**GIVEN REQUEST 1**
Quote the passage on the POD module word for word, beginning at the words "The POD 27 functionality" and stopping after "the POD functionality.".
**GIVEN REQUEST 2**
Count the lines of the entries that contain the string "sunset", with uppercase and lowercase treated as different. Give only the number.

The POD 27 functionality interworks with the Host 8, and the two sets of functions together embody a typical STB 7. The POD-to-Host interface 21 is defined by an industry standard published by the Society of Cable Telecommunications Engineers in a document referenced as SCTE 28 2003 (formerly DVS 295). A standard POD-to-Host interface facilitates different host manufacturers developing host units. Heretofore, the STB has been referred to in a broad sense, but it is necessary to reference the host functionality distinct from the POD functionality.
The POD module contains security (encryption) related algorithms and decryption keys. Its distribution is carefully controlled by the manufacturer and cable system operator. These security techniques are called ‘conditional access’ schemes and are designed to deter theft of cable services as well as use of unauthorized STB units. Thus, the POD functionality is generically referred to as a ‘conditional access module’ herein. Other common industry terms for the POD include “CableCARD™” or “removable security module.” The host is typically considered the remaining functionality in the STB including the CPU, but excluding the conditional access module. Other possible implementations integrate the host functionality into a consumer electronics device (e.g., digital television) and use a removable conditional access module. A removable conditional access module is typically inserted into a slot on the consumer electronics device or STB.

**RECORDS FOR THIS EXERCISE**
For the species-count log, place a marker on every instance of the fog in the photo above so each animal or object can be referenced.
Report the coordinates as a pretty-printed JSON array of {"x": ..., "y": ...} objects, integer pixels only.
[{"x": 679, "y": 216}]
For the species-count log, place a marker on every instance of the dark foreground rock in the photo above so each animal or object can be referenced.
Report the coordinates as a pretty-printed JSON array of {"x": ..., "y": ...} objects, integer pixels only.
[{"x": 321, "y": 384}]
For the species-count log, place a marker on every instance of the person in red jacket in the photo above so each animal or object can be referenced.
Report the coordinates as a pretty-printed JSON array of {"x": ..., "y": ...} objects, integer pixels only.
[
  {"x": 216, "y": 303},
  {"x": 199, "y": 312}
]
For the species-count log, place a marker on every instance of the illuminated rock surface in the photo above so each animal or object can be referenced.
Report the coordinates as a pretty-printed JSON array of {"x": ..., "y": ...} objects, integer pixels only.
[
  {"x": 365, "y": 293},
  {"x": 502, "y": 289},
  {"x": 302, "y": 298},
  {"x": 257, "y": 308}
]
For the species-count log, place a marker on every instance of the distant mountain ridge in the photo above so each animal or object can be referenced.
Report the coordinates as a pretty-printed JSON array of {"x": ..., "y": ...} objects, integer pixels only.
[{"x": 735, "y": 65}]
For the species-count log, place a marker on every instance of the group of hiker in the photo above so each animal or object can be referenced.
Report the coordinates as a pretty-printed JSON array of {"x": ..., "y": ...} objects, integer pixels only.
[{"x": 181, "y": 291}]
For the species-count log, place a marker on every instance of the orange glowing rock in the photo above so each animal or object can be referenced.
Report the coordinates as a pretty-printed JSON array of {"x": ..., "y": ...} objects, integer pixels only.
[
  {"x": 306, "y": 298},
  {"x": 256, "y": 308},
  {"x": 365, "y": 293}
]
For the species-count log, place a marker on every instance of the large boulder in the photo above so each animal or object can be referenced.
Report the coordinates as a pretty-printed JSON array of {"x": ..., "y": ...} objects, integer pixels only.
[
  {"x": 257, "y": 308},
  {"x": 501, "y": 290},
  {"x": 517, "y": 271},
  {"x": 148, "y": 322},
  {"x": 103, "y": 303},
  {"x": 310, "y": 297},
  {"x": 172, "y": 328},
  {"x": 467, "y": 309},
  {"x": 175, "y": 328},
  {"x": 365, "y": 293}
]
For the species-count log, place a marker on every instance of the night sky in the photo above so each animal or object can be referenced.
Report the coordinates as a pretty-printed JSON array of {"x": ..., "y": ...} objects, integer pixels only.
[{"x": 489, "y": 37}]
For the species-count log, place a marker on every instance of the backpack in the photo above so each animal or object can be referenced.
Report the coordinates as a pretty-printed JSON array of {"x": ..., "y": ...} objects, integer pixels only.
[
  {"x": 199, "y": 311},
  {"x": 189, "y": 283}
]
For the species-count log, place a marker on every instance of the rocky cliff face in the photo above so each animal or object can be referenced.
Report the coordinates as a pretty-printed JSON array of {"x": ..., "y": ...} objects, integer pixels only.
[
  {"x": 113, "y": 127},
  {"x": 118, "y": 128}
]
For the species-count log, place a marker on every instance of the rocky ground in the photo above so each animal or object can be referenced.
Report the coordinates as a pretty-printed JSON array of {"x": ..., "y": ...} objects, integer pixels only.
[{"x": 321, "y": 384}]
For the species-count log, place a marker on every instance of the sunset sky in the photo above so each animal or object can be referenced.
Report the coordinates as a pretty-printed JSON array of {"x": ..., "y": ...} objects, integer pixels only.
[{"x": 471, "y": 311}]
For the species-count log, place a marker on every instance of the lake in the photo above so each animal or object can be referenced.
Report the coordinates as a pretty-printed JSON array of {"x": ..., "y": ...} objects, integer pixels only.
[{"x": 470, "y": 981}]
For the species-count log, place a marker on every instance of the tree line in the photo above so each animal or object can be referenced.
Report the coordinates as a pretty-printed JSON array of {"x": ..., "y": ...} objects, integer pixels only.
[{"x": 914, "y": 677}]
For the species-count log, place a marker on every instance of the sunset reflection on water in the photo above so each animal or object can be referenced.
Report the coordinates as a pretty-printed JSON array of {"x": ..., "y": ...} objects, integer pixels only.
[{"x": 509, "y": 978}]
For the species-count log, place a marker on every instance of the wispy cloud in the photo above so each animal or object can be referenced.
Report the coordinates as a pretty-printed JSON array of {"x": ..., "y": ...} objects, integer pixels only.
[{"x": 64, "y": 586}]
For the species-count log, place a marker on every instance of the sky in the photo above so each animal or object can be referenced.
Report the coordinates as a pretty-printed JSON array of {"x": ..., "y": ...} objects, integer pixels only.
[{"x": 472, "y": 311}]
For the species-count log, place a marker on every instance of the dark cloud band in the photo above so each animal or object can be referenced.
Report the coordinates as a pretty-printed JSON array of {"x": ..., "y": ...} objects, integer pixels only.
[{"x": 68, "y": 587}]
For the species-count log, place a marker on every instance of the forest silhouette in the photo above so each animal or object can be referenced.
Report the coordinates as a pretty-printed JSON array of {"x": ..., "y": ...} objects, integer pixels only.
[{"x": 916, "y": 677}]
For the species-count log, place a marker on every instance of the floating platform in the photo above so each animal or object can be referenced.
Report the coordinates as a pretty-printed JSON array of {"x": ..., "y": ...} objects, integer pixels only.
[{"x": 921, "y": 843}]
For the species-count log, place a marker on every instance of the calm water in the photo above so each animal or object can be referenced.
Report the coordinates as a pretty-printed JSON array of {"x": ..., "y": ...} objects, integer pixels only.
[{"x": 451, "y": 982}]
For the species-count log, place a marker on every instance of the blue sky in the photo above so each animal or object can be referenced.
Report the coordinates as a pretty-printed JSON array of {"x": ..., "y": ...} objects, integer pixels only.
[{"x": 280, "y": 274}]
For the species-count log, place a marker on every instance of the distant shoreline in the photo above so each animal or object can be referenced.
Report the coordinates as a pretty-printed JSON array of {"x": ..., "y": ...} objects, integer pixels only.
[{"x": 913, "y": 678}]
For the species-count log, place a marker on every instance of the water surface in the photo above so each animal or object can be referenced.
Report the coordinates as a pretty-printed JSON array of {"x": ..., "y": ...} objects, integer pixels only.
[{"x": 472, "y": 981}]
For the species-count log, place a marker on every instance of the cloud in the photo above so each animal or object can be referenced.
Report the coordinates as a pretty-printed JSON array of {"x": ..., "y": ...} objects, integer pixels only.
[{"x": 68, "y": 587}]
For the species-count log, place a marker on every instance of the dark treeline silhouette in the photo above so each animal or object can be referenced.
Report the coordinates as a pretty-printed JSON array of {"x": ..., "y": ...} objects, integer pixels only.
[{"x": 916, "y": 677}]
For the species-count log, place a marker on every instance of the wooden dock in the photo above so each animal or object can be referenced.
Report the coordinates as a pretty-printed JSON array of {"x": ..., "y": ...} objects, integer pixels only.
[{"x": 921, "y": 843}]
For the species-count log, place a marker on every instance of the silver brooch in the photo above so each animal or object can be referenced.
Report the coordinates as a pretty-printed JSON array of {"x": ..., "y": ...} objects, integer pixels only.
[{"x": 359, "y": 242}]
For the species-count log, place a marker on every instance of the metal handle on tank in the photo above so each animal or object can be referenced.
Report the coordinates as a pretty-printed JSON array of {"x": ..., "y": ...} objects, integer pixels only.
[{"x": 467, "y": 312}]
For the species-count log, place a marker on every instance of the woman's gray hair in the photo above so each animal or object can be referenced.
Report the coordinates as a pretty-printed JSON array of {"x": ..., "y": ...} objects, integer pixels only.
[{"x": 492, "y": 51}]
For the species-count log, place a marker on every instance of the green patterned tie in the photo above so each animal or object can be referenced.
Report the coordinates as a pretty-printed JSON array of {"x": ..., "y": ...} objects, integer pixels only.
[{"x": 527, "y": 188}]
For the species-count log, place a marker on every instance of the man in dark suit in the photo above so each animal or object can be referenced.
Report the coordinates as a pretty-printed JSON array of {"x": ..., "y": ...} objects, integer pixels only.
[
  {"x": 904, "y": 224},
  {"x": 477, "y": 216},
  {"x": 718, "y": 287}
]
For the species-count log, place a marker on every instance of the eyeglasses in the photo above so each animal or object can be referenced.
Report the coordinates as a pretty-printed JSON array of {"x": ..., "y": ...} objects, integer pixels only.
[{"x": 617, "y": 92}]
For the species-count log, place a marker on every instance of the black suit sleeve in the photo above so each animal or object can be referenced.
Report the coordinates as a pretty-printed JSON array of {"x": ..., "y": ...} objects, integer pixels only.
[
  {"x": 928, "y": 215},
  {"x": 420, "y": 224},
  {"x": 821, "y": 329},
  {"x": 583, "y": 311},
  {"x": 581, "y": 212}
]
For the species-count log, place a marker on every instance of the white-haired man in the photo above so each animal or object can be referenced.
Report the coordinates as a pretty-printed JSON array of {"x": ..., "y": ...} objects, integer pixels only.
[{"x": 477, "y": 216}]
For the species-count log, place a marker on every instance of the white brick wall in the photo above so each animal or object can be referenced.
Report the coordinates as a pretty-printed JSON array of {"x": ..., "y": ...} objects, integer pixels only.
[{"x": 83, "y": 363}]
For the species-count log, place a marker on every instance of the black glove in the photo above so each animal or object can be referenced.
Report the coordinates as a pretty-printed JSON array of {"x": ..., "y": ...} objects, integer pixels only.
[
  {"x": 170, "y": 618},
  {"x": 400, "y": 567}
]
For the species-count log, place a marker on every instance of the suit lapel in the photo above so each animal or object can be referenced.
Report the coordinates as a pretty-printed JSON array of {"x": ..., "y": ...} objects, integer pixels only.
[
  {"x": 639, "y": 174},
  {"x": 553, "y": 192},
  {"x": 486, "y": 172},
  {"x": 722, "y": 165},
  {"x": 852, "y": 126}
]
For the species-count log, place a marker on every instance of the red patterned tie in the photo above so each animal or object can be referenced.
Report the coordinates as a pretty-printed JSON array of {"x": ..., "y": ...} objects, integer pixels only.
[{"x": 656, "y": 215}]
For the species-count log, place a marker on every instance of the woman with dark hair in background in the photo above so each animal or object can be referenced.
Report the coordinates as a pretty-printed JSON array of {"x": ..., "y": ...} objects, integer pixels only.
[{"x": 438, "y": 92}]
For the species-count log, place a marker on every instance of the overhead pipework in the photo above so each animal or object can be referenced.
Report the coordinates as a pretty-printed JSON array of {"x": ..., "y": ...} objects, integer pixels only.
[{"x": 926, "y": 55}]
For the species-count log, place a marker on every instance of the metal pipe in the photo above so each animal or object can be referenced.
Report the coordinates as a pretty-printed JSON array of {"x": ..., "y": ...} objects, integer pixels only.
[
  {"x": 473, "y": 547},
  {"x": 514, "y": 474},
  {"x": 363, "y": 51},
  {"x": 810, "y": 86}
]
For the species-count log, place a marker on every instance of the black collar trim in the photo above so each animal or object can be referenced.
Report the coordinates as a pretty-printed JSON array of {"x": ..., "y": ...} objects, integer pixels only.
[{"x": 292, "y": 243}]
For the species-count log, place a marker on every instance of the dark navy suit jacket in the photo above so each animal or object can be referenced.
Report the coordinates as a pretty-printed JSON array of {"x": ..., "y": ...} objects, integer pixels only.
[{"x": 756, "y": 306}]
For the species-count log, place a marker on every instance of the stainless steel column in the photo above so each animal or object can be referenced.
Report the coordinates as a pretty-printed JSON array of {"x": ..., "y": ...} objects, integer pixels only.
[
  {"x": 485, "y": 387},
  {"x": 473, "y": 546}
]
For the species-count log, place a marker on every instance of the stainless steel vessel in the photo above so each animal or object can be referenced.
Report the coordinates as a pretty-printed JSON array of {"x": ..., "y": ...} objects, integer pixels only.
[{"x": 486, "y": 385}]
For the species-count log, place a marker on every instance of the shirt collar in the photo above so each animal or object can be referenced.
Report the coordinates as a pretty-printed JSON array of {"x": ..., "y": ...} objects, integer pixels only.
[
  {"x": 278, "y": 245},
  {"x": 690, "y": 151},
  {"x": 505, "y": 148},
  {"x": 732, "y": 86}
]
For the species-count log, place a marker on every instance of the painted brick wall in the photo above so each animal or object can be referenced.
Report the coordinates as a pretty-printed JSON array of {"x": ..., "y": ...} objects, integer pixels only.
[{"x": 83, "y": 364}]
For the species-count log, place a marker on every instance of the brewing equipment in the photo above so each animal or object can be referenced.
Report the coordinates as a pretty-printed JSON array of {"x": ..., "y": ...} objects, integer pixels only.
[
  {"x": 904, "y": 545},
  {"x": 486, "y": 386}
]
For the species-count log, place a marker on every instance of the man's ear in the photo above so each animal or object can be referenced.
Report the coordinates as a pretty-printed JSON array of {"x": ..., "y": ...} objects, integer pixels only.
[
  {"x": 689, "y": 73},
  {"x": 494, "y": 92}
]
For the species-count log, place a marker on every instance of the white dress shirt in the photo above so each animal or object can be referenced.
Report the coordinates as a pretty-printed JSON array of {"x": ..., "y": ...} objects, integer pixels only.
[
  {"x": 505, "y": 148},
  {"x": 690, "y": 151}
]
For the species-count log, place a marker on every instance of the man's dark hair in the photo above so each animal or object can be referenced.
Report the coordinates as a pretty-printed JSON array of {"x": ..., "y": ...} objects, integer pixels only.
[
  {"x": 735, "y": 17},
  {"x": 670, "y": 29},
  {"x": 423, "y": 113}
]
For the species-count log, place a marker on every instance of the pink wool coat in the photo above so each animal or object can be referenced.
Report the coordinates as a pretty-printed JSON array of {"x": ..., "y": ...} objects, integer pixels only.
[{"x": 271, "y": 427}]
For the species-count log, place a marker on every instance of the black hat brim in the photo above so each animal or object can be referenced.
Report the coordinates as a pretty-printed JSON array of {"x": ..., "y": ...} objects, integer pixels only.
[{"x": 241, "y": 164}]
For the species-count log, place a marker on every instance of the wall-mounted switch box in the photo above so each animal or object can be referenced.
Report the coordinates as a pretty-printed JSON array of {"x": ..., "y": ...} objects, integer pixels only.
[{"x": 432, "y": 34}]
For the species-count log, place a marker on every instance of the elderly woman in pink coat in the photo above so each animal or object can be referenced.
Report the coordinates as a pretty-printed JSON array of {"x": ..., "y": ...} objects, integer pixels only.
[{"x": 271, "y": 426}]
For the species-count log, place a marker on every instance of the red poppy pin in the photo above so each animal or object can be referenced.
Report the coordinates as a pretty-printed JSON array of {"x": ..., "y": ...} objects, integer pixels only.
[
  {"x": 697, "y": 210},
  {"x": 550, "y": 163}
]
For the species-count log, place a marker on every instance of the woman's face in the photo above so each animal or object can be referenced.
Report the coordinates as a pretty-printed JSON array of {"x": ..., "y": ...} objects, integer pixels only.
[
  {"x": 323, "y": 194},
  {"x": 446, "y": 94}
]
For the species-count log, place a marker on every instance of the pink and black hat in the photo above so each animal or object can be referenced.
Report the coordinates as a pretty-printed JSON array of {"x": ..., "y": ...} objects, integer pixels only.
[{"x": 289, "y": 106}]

**TASK ANSWER 1**
The POD 27 functionality interworks with the Host 8, and the two sets of functions together embody a typical STB 7. The POD-to-Host interface 21 is defined by an industry standard published by the Society of Cable Telecommunications Engineers in a document referenced as SCTE 28 2003 (formerly DVS 295). A standard POD-to-Host interface facilitates different host manufacturers developing host units. Heretofore, the STB has been referred to in a broad sense, but it is necessary to reference the host functionality distinct from the POD functionality.

**TASK ANSWER 2**
2